**What you will do**:
Copy, word for word, the stretch of the lottery tax article that begins at the words "One Ticket or" and stops after "on gambling winnings.".

**Reading text**:
══════════════════════════════
One Ticket or Two? Withholding Tax on Small Lottery Winnings

Published Categorized as Federal Income Tax, Lottery & Gambling, Tax
Yet Another Lottery-related Tax Question, Houston Tax Attorney

Winning the lottery can be a dream come true for many, but it can also trigger a number of tax-related complexities. This includes everything from income tax on the sale of lottery payments to substantiating lottery costs and losses. The IRS frequently challenges these issues on audit.

One of these complexities arises when it comes to small lottery winnings and whether or not withholding tax is needed. A recent Private Letter Ruling (“PLR”) from the IRS, PLR 2007130002, sheds light on this issue and provides important insights into the nuances of Section 3402(q) and related regulations governing the withholding of taxes on gambling winnings.

The PLR addresses the question as to whether a state lottery has to withhold tax from lotto winnings if a single taxpayer wins more than one lottery prize from the same lotto ticket where the total winnings exceed $5,000, but the individual winnings do not exceed $5,000.
══════════════════════════════
**Entries provided**:
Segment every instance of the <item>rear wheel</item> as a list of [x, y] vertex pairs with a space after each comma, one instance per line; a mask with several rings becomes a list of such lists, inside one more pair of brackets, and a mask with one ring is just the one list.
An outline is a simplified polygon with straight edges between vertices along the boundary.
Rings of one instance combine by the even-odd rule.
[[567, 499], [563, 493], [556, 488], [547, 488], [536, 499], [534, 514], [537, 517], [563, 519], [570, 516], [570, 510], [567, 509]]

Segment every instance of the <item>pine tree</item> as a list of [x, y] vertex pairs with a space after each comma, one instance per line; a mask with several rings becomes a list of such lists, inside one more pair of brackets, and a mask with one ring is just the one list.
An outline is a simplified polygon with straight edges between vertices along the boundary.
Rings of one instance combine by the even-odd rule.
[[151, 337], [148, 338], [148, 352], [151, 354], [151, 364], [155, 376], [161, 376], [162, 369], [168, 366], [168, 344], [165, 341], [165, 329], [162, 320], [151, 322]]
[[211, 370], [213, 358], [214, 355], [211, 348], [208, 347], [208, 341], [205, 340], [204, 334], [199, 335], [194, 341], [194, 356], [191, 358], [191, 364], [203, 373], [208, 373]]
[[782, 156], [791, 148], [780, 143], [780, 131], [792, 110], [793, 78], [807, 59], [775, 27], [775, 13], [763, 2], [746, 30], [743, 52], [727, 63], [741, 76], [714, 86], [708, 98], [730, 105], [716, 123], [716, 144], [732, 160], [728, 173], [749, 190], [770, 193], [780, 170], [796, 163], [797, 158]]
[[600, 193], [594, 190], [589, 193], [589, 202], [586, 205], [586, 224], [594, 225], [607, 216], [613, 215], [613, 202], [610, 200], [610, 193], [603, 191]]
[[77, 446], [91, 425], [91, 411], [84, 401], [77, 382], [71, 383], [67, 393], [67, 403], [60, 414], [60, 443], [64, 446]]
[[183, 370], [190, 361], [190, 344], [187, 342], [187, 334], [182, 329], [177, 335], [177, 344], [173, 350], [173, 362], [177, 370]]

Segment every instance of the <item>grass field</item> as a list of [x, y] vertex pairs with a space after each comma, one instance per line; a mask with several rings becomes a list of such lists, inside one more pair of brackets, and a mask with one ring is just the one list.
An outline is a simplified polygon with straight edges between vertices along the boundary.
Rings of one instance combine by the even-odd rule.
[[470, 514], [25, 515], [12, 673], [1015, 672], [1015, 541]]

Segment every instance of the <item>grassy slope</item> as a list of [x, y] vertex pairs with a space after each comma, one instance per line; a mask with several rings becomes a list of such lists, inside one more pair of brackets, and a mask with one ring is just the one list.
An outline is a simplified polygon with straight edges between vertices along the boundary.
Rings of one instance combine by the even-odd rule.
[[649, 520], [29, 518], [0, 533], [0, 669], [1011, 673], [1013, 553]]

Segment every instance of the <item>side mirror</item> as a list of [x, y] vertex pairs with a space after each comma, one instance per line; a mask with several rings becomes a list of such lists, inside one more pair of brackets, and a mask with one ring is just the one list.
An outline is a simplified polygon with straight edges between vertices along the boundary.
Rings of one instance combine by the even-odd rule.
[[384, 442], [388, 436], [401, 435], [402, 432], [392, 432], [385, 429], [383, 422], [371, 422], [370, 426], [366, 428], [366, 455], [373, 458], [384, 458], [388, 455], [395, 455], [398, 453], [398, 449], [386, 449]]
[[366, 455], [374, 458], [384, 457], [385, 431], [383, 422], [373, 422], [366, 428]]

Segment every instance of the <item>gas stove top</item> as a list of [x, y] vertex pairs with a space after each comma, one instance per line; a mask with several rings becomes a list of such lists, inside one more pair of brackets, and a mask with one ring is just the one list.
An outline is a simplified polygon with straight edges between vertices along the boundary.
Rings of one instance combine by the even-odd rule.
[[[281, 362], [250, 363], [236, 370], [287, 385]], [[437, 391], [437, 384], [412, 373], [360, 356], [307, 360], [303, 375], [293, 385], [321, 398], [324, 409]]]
══════════════════════════════
**The output**:
One Ticket or Two? Withholding Tax on Small Lottery Winnings

Published Categorized as Federal Income Tax, Lottery & Gambling, Tax
Yet Another Lottery-related Tax Question, Houston Tax Attorney

Winning the lottery can be a dream come true for many, but it can also trigger a number of tax-related complexities. This includes everything from income tax on the sale of lottery payments to substantiating lottery costs and losses. The IRS frequently challenges these issues on audit.

One of these complexities arises when it comes to small lottery winnings and whether or not withholding tax is needed. A recent Private Letter Ruling (“PLR”) from the IRS, PLR 2007130002, sheds light on this issue and provides important insights into the nuances of Section 3402(q) and related regulations governing the withholding of taxes on gambling winnings.